● TASK REQUIREMENTS: Set down, in full, every record in the block.

● SUPPLIED ENTRIES:
■ ■ ■ ■ ■

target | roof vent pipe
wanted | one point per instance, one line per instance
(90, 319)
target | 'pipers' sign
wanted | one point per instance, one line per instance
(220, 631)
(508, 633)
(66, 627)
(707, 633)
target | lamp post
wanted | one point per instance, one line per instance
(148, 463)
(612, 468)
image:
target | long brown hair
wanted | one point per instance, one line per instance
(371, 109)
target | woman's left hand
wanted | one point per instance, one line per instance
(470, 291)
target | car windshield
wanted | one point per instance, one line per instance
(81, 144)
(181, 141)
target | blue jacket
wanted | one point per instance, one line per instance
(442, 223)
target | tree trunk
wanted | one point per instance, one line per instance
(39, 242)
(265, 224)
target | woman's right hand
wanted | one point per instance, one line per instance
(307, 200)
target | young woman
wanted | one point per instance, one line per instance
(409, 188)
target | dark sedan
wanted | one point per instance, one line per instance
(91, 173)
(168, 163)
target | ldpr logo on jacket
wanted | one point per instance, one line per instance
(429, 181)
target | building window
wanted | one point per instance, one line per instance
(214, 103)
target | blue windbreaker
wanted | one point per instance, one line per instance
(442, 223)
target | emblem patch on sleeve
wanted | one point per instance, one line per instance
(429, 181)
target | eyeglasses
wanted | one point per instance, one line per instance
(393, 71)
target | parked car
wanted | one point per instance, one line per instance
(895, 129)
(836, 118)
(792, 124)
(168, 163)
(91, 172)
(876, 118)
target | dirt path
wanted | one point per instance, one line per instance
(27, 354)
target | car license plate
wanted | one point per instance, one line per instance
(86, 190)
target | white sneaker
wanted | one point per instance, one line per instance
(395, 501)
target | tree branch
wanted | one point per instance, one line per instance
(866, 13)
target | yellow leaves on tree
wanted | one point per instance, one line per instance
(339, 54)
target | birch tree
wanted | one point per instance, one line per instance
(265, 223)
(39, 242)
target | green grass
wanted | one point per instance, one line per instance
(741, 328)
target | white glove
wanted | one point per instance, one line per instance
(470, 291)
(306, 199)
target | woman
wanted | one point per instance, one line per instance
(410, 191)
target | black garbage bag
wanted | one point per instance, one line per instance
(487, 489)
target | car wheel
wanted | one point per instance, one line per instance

■ ■ ■ ■ ■

● WORKED ANSWER:
target | roof vent pipe
wanted | one point per instance, one line per instance
(90, 319)
target | 'pipers' sign
wanted | one point per instance, one line per instance
(220, 631)
(508, 633)
(66, 627)
(707, 633)
target | lamp post
wanted | one point per instance, one line per instance
(148, 463)
(612, 468)
image:
target | long brown hair
wanted | one point per instance, one line per instance
(371, 109)
target | woman's left hand
wanted | one point per instance, one line per instance
(470, 291)
target | car windshield
wanted | one point per instance, one line per instance
(81, 144)
(181, 141)
target | blue jacket
wanted | one point per instance, one line per instance
(442, 223)
target | tree trunk
wanted | one point per instance, one line per instance
(39, 242)
(265, 224)
target | woman's right hand
wanted | one point per instance, one line per instance
(307, 200)
target | young woman
wanted | one point per instance, one line per instance
(409, 188)
target | dark sedan
wanted | one point per instance, one line per instance
(91, 173)
(168, 163)
target | ldpr logo on jacket
wanted | one point per instance, one line per instance
(429, 181)
target | building window
wanted | one point per instance, one line per instance
(214, 103)
target | blue windbreaker
wanted | one point per instance, one line per instance
(442, 223)
target | emblem patch on sleeve
wanted | one point per instance, one line per instance
(429, 181)
target | eyeglasses
wanted | one point per instance, one line per instance
(393, 71)
target | parked car
wanted | one point per instance, one line per instance
(895, 129)
(836, 118)
(792, 124)
(168, 163)
(91, 172)
(876, 118)
target | dirt path
wanted | one point per instance, one line per instance
(27, 354)
target | car license plate
wanted | one point per instance, one line per instance
(86, 190)
target | white sneaker
wanted | one point per instance, one line per instance
(395, 501)
target | tree branch
wanted | one point per instance, one line per instance
(866, 13)
target | yellow leaves on tree
wanted | one point per instance, one line per instance
(339, 54)
target | birch tree
wanted | one point per instance, one line per instance
(265, 223)
(39, 242)
target | green grass
wanted | one point per instance, one line per instance
(741, 328)
target | white glove
wanted | one point per instance, one line per instance
(470, 291)
(306, 199)
target | woman
wanted | one point per instance, one line per instance
(410, 191)
target | black garbage bag
wanted | one point per instance, one line per instance
(487, 489)
target | car wheel
wanted | one point per instance, one line per instance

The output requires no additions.